▸ **What to work on**
Copy the bug report thread below about missing EDAC memory controller information under Xen, word for word from start to finish.

======== Excerpted passage

Andreas Pflug
2016-Jan-14 09:39 UTC
[Pkg-xen-devel] Bug#810964: only partial EDAC information with Xen
Package: xen-hypervisor-4.4-amd64 Version: 4.4.1-9+deb8u3 Debian 8.2 installed on a supermicro H8SGL Board, AMD 6128 with 4x4GB ECC RAM. When booting the plain kernel (stock Jessie 3.16 or backport 4.1 or 4.3), both memory controllers (mc0 and mc1) appear under /sys/devices/system/edac/mc with two csrow* each as expected. Same happens, when booted with Xen 4.1.4-3+deb7u1. When booted with Xen 4.4.1, only mc1 with two RAM modules is visible, although all 16GB RAM is available in the OS (xl info).
Ian Campbell
2016-Jan-20 11:33 UTC
[Pkg-xen-devel] Bug#810964: Bug#810964: only partial EDAC information with Xen
On Thu, 2016-01-14 at 10:39 +0100, Andreas Pflug wrote:> Package: xen-hypervisor-4.4-amd64 > Version: 4.4.1-9+deb8u3 > > Debian 8.2 installed on a supermicro H8SGL Board, AMD 6128 with 4x4GB > ECC RAM. > > When booting the plain kernel (stock Jessie 3.16 or backport 4.1 or > 4.3), both memory controllers (mc0 and mc1) appear under > /sys/devices/system/edac/mc with two csrow* each as expected. Same > happens, when booted with Xen 4.1.4-3+deb7u1.Thanks for the report. I think this is as likely to be a dom0/domU kernel issue as a hypervisor one, but I'm not sure. Would you mind reporting this to upstream per: ????http://wiki.xen.org/wiki/Reporting_Bugs_against_Xen please. We could forward it but I expect there will need to be some back and forth with the maintainers so it makes sense for you to speak to them directly. You can CC 810964 at bugs.debian.org to keep this bug in the loop. In addition to the information you provide here I would expect upstream to want to see the full "xl dmesg" and "dmesg" from dom0 with and without Xen and with 4.1.4 as well as something exhibiting the issue (4.6 is probably best) Thanks, Ian.

================
======== Raw records

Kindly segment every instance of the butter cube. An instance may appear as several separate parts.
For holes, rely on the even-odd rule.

================
======== Raw records

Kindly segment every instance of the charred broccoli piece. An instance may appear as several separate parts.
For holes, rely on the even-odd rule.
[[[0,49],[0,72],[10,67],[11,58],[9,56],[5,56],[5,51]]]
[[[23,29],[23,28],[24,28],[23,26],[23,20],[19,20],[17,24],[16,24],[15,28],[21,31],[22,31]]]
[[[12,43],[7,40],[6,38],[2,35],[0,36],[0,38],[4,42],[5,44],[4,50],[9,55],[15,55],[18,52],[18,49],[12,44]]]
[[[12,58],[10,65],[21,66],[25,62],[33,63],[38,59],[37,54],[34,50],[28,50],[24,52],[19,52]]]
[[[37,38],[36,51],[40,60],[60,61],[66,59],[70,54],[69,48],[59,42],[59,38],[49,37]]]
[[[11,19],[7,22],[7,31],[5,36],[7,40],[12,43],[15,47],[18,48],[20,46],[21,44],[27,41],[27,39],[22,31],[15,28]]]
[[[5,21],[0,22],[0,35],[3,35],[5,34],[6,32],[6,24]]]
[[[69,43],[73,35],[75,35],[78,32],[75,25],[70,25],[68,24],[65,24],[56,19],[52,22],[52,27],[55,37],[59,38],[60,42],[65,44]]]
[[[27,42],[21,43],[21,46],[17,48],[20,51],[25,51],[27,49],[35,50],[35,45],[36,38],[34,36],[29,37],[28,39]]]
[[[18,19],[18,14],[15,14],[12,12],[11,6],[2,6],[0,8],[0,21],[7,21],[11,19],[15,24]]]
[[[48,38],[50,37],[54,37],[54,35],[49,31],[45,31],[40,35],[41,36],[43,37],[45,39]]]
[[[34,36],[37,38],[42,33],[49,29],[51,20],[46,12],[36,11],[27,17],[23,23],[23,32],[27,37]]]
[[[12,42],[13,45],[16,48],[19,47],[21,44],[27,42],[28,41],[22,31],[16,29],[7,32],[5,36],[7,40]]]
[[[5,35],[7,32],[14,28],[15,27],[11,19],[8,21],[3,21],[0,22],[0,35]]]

================

▸ **Solution for this exercise**
Andreas Pflug
2016-Jan-14 09:39 UTC
[Pkg-xen-devel] Bug#810964: only partial EDAC information with Xen
Package: xen-hypervisor-4.4-amd64 Version: 4.4.1-9+deb8u3 Debian 8.2 installed on a supermicro H8SGL Board, AMD 6128 with 4x4GB ECC RAM. When booting the plain kernel (stock Jessie 3.16 or backport 4.1 or 4.3), both memory controllers (mc0 and mc1) appear under /sys/devices/system/edac/mc with two csrow* each as expected. Same happens, when booted with Xen 4.1.4-3+deb7u1. When booted with Xen 4.4.1, only mc1 with two RAM modules is visible, although all 16GB RAM is available in the OS (xl info).
Ian Campbell
2016-Jan-20 11:33 UTC
[Pkg-xen-devel] Bug#810964: Bug#810964: only partial EDAC information with Xen
On Thu, 2016-01-14 at 10:39 +0100, Andreas Pflug wrote:> Package: xen-hypervisor-4.4-amd64 > Version: 4.4.1-9+deb8u3 > > Debian 8.2 installed on a supermicro H8SGL Board, AMD 6128 with 4x4GB > ECC RAM. > > When booting the plain kernel (stock Jessie 3.16 or backport 4.1 or > 4.3), both memory controllers (mc0 and mc1) appear under > /sys/devices/system/edac/mc with two csrow* each as expected. Same > happens, when booted with Xen 4.1.4-3+deb7u1.Thanks for the report. I think this is as likely to be a dom0/domU kernel issue as a hypervisor one, but I'm not sure. Would you mind reporting this to upstream per: ????http://wiki.xen.org/wiki/Reporting_Bugs_against_Xen please. We could forward it but I expect there will need to be some back and forth with the maintainers so it makes sense for you to speak to them directly. You can CC 810964 at bugs.debian.org to keep this bug in the loop. In addition to the information you provide here I would expect upstream to want to see the full "xl dmesg" and "dmesg" from dom0 with and without Xen and with 4.1.4 as well as something exhibiting the issue (4.6 is probably best) Thanks, Ian.